▶ **TASKS TO COMPLETE**
• 1. Repeat word for word the stretch of the blog excerpt from "Friday, and my" through "for a service.".
• 2. Please go on with the blog excerpt, starting right after its final sentence.

▶ **DOCUMENT PASSAGE**

· · ·

When he comes down to pick my Mum up next week, we hope to go back to explore more of the Science Museum.

The journey home however was a bit of a trauma with Thameslink trains shutting down their service completely. We had to get home via Milton Keynes (a soul less bit of urban planning) and it took us four hours.

Good evening Mr Carroll, we’ve been expecting you

Friday, and my Palm PDA bleeped in that nagging sort of way that it does. I looked down and saw that it was time to get my watch serviced again. I have the good fortune to have got a Rolex Submariner at a knockdown price off my old man some years ago before their prices went stupid. The watch is as old as I am and has weathered the adventures we have shared (including scuba diving, flyposting in sink hole estates, dj’ing in abandoned mills and dot.com client meetings) considerably better. Every three years it goes in for a service.

Rolex in London had changed their location since last time, so after getting off at the wrong tube and then heading halfway across W1, I arrived at their new offices in St James’ Sq in a bit of a fluster. Talk about brand experience, their foyer is all sea green wavy patterned glass, dark green marble (all in the same colours as much of their packaging and website) and high quality woodwork, with a couple of lovely looking blonde receptionists; it looks every inch like the sitting room of a Bond villain’s hideaway.

A reassuringly old man in a spotless white coat took my watch away. I will be interested to see how much work it needs in the next week or so. Seriously tempted to get it a companion with a 50th anniversary edition Submariner or a Seadweller, but that would be a bit materialistic…

Firefox up

For some reason Safari, the zippy default browser on my Mac does not like the format buttons in Blogger, the online tool I use to write these musings. I have loaded up the latest iteration of Mozilla called Firefox as a back up. I am very impressed with its speed and relative lack of bugs. It beats seven bells out of Microsoft Explorer and Microsoft was withdrawn from the Mac marketplace for Internet browsers so a fast reliable alternative was required.

· · ·

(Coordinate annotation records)
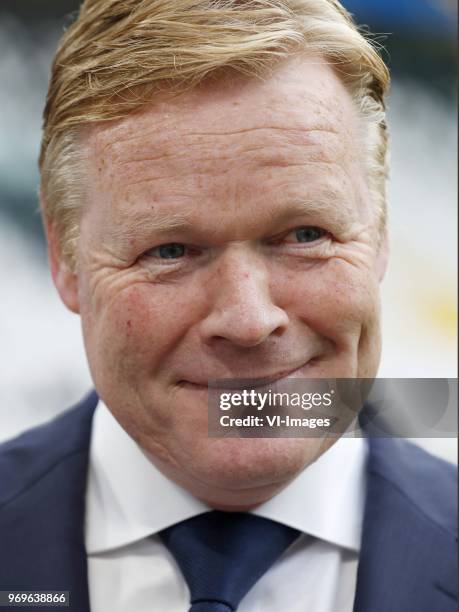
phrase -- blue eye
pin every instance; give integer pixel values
(309, 234)
(173, 250)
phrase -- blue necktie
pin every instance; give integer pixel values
(223, 554)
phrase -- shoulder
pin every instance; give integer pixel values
(425, 483)
(37, 453)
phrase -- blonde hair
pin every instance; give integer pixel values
(119, 53)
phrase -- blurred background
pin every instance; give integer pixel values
(42, 363)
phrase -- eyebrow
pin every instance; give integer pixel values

· · ·

▶ **TASK RESULTS**
• 1.
Friday, and my Palm PDA bleeped in that nagging sort of way that it does. I looked down and saw that it was time to get my watch serviced again. I have the good fortune to have got a Rolex Submariner at a knockdown price off my old man some years ago before their prices went stupid. The watch is as old as I am and has weathered the adventures we have shared (including scuba diving, flyposting in sink hole estates, dj’ing in abandoned mills and dot.com client meetings) considerably better. Every three years it goes in for a service.

• 2.
Cufflinks & ‘The Game of Death’

Cufflinks are men’s equivalents to alice bands (except for David Beckham) frivolous items of attire, there is no rhyme or reason for them but shirt makers insist that you use them so that they can skimp on buttons. I can find using them to be a right pain in backside. My one set of cufflinks were bought at a shop in the West End and feature a black and white hand and shoulders portrait of Bruce Lee (from The Game of Death publicity stills apparently). This struck me as a bit of an oddity unless that practicing kung fu is as time consuming and trying as doing up a set of cufflinks in a hurry. They are bit of a conversation piece and my friend Ian and I were talking about them. I complained that using cufflinks were a ‘challenge’ and he pointed out that cufflinks in his view were a way of preparing for the day. You cant do them efficiently unless you are at ease, rather than having your mind going in 20 directions at once. There you go, one man’s frivolous clothing item, another man’s zen pillar – you decide….

DeVinci Code – storm in a tea cup

The DeVinci Code is a bit of a storm in a teacup and yet says something about our time. Basically its your Dad’s Robert Ludlum (rather than Tom Clancy – not enough tech or family values) book with a theological bombshell rather than a nuclear one and still gets the girl at the end. It has become the world’s best selling hardback novel. Dan Brown, writes well and keeps his yarn running at a good rate of knots.

Much has been said elsewhere about the way that it draws on the Gnostic gospels, so I wont go into that here – which is also good because I am not qualified to comment with any kind of authority on the accuracy or theological merit of the book.

What I found most interesting is the parallels with the war on terror, the white middle class end-boomer hero battles unknown religuous forces ‘determined’ to keep its own believers enslaved in a deluded faith. I was struck how much of George Bush like view this is of Islam and the current war on terror. Just in the same way that 1950s sci-fi films were a mirror held up to the audience of their own Cold War induced paranoia.

I am sure that Gnostic-based self help books will pepper the holiday reading charts this summer.

Coca-Cola bedeviled by Dasani

Coca-Cola have had a rough couple of weeks with their entry into the UK bottled water market. A few weeks ago the UK tabloid press ‘exposed’ Dasani as tap water from Sidcup, then the water mains burst in the town, now they have bromate contamination. Of course this did not stop me pouring petrol on the fire by bending over backwards to help a CNBC Europe researcher who phoned up looking for expert comment on how this may affect the Coca-Cola and Dasani brands, I managed to place Mark North, creative director of Henrion Ludlow Schmidt’s London office on the European Closing Bell programme as an expert commentator.

What really astonished me was that in less two hours after the story broke in the late editions of London’s Evening Standard it had appeared on 89 different news sites listed by Google News including the San Jose Mercury and Straits Times. There is no longer such a thing as a local brand….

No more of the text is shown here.